Quoted text ->

• • •

So.
I had this situation happen to me the other day. I was in Duane Reade, standing in line to pay for ice cream (yes!) when a man (also in line) reached over and patted my stomach.
“Ooooh. How far along? Boy or girl? I have three!”
Hmmm, right? Thing was, he was around my age so he wasn’t old school nor was he like a four -year -old boy. He was just some dude in his thirties. Muy peculiar. Truly.
Anyway. He was rubbing away in a clockwork motion and I was just a little stunned. So *I* said the following:
“What?”
He continued to rub. “When are you due?”
“Due? What?”
He stoppped. “What?”
I then said. And this is where it becomes ballsy…
“I’m not pregnant.”
He looked like he saw the Shining twins behind me and quickly removed his hand from my large stomach and stood forward – looking forward. Thinking forward. Tick tock, tick tock.
Thankfully, not too long after that, the clerk was ready for him. He paid and got the eff outta Dodge.

• • •

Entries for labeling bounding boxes
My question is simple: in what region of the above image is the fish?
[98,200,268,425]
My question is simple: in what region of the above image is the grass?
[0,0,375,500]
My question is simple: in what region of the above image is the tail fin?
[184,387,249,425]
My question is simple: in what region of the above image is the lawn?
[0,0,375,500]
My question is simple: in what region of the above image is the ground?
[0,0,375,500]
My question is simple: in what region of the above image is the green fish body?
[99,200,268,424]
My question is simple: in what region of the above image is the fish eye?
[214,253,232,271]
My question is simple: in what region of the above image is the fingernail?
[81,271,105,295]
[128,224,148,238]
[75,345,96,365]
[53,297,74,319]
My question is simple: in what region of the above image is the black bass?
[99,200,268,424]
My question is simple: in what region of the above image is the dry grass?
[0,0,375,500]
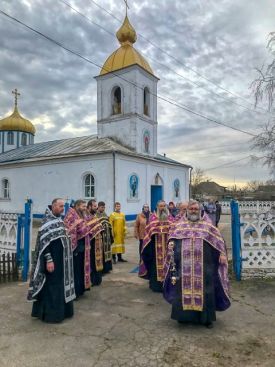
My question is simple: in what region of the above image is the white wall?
[116,155,189,214]
[0,154,189,214]
[0,155,113,214]
[96,65,158,155]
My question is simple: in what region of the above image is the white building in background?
[0,12,191,219]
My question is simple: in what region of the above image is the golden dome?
[100,15,154,75]
[0,105,35,135]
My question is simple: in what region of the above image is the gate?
[230,200,242,280]
[231,200,275,280]
[0,199,32,281]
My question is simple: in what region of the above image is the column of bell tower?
[96,15,159,156]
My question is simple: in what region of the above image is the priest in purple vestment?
[164,200,230,328]
[139,200,174,292]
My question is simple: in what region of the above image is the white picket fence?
[220,201,275,214]
[0,213,18,255]
[240,212,275,278]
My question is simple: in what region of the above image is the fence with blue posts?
[16,199,32,282]
[230,200,242,281]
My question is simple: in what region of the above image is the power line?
[204,155,251,171]
[90,0,270,114]
[59,0,269,119]
[0,9,258,137]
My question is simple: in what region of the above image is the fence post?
[64,199,70,215]
[230,200,242,281]
[16,214,23,267]
[22,199,32,282]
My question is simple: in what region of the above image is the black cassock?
[171,240,219,325]
[90,237,102,286]
[32,239,74,323]
[73,238,85,297]
[141,235,163,293]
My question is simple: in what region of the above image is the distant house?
[193,181,231,200]
[254,185,275,200]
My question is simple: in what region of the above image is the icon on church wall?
[143,130,150,153]
[129,173,139,199]
[174,178,180,198]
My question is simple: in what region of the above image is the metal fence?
[0,199,32,281]
[0,253,18,283]
[220,201,275,214]
[241,212,275,278]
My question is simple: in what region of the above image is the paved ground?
[0,217,275,367]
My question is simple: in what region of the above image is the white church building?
[0,15,191,220]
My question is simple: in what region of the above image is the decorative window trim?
[21,133,28,147]
[142,129,152,154]
[127,172,140,203]
[7,131,14,145]
[172,177,181,200]
[82,171,96,200]
[110,83,124,117]
[1,177,11,201]
[143,85,151,118]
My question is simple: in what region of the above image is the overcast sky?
[0,0,275,186]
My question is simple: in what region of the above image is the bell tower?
[95,12,159,156]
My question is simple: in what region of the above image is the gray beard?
[159,211,168,221]
[187,214,200,222]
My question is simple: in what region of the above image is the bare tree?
[252,32,275,176]
[252,32,275,110]
[191,167,212,196]
[246,180,264,192]
[252,122,275,176]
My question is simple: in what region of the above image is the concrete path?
[0,220,275,367]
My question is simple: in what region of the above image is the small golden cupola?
[0,89,35,153]
[0,89,35,135]
[100,13,154,75]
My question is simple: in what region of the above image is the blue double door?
[151,185,163,212]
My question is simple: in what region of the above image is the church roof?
[0,135,190,167]
[0,89,35,135]
[100,15,154,75]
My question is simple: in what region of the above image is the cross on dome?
[12,88,21,107]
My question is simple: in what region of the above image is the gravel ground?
[0,214,275,367]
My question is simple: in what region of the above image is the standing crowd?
[27,198,126,323]
[28,198,230,328]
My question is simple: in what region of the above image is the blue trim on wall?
[125,214,137,222]
[33,214,45,219]
[33,214,137,222]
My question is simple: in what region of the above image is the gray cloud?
[0,0,275,184]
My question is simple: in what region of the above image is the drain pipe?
[112,151,116,209]
[189,167,193,200]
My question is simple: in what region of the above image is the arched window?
[2,178,10,199]
[7,131,14,145]
[21,133,27,145]
[143,87,150,116]
[84,173,95,199]
[112,87,122,115]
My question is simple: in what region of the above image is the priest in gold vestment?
[109,202,127,264]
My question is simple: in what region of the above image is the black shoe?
[117,257,128,263]
[205,322,214,329]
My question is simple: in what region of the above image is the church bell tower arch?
[95,8,159,156]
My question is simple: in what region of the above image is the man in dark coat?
[96,201,114,274]
[164,201,230,328]
[27,199,75,323]
[139,200,172,292]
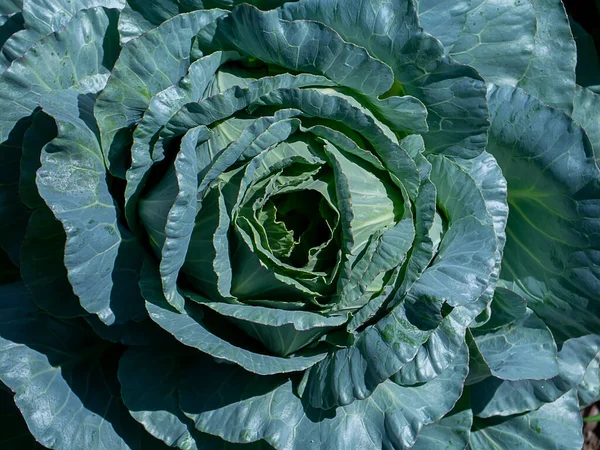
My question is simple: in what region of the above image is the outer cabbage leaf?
[488,87,600,342]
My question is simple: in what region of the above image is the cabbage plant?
[0,0,600,450]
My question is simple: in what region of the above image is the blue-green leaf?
[473,310,558,380]
[471,335,600,417]
[0,0,125,71]
[179,346,468,450]
[573,86,600,165]
[21,208,85,318]
[469,390,583,450]
[140,262,325,375]
[280,0,488,158]
[411,393,473,450]
[37,86,143,324]
[218,5,394,96]
[488,87,600,341]
[94,9,225,178]
[0,283,164,450]
[0,8,109,143]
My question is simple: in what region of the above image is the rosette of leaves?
[0,0,600,450]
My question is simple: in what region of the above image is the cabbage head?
[0,0,600,450]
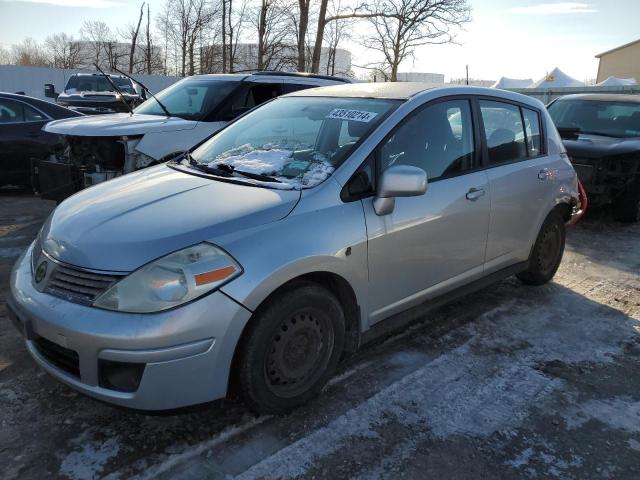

• • •

Exercises to complete ->
(1) In the anecdote about the stranger in the checkout line, which store does the incident take place in?
(2) Write the next part of the anecdote about the stranger in the checkout line, picking up after its final sentence.

Answers to each task ->
(1) Duane Reade.

(2)
Me? I walked to the counter and turned to the two women behind me. “I’m 8 1/2 months along but he should NOT have done that.”
Boy did we laugh and laugh and laugh and laugh.
A woman with a tub of ice cream telling a man she is not pregnant after he rubbed her protruding stomach…that was me. Darn proud.
I walked home and they sky was like this violet/cobalt blue and the moon was in a crescent. Everything seemed just fine. I pay attention to the colors and shades around me often but that sky was really just magical. I felt as if I had things under control at that moment.
You know what I mean?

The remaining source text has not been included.